The Fabrication of Little Tree
by Giulianna LamannaAsa Earl Carter was a staunch segregationist, a Ku Klux Klan leader, and a speech writer for George Wallace. Forrest Carter was a half-white, half-Cherokee novelist lovingly raised by his native grandparents. What do these two men have in common? One is a fictitious creation of the other.
Many recognize Forrest Carter as the author of The Education of Little Tree, a long-beloved memoir eventually made into a movie. Most people who cherish this classic book have a hard time coming to terms with the fact that its author, rather than being an “official storyteller” for the Cherokee nation (as the biography on the back of his book originally claimed), was in fact a bigot who knew nothing about Cherokee culture. How did this happen? Let’s take a look at Carter’s situation around the time that the book was written.

==================================================

_PARTS OF THE EXERCISE_:
1. In one to three sentences, explain what the Little Tree article says Asa Earl Carter and Forrest Carter have in common.
2. Write out the passage of the Little Tree article that begins at the words "Many recognize Forrest" and stops after "book was written.".
Answer using only the Little Tree article.

(Stored data entries)

==================================================

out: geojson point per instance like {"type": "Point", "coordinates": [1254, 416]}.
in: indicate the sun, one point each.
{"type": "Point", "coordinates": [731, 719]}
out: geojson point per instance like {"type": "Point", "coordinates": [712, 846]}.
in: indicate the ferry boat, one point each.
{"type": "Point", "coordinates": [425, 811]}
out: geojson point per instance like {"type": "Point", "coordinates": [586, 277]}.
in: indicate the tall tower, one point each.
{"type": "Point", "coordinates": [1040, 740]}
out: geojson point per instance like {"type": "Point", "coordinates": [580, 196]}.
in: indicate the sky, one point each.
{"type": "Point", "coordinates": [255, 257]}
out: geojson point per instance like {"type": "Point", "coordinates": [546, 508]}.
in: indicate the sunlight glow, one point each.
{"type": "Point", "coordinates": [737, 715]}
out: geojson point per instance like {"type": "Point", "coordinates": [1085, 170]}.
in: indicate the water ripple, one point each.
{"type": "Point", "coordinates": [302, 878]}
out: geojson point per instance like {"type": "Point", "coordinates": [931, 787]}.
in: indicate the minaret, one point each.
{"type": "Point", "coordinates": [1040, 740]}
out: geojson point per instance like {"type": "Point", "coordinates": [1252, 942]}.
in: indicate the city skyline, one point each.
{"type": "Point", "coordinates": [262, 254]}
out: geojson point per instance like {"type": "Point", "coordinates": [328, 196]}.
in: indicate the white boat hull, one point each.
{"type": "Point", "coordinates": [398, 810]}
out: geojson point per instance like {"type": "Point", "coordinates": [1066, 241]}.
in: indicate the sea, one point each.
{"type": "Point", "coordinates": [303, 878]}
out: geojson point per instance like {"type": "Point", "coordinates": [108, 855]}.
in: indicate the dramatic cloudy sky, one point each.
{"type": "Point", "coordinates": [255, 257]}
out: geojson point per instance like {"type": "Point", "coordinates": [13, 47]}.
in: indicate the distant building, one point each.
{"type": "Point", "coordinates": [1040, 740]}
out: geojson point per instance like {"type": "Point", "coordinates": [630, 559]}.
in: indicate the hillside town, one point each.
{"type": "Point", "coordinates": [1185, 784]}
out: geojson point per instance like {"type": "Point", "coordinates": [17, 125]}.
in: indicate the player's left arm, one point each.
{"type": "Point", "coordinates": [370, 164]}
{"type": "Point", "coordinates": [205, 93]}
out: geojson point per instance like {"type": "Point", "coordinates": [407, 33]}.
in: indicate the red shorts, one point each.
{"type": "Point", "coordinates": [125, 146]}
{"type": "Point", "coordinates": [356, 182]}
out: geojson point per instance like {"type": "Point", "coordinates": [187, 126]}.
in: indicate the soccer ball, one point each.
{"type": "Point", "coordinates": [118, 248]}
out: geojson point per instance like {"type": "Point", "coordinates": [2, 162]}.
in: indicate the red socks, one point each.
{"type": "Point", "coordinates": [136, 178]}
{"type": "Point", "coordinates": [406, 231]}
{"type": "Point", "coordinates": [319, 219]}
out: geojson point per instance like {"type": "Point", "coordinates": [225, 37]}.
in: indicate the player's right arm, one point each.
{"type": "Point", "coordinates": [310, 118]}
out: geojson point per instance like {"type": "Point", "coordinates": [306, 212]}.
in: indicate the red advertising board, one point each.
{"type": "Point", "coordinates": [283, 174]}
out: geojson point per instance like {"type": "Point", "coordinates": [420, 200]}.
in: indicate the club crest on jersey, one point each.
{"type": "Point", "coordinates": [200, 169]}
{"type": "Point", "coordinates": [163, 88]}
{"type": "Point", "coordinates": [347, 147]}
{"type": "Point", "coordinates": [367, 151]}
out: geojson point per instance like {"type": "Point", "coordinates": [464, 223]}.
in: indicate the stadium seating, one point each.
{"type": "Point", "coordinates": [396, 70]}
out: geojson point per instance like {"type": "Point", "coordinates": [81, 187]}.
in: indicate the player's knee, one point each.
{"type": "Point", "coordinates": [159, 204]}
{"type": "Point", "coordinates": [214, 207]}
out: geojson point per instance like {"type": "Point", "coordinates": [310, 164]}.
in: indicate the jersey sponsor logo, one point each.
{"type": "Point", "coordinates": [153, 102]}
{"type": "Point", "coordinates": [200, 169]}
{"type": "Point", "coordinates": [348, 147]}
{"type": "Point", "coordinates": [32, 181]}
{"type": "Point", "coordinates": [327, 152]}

==================================================

_FULL SOLUTIONS_:
1. One of them is a fictitious creation of the other. Forrest Carter, the supposed half-Cherokee author of The Education of Little Tree, was actually Asa Earl Carter, a segregationist who knew nothing about Cherokee culture.

2.
Many recognize Forrest Carter as the author of The Education of Little Tree, a long-beloved memoir eventually made into a movie. Most people who cherish this classic book have a hard time coming to terms with the fact that its author, rather than being an “official storyteller” for the Cherokee nation (as the biography on the back of his book originally claimed), was in fact a bigot who knew nothing about Cherokee culture. How did this happen? Let’s take a look at Carter’s situation around the time that the book was written.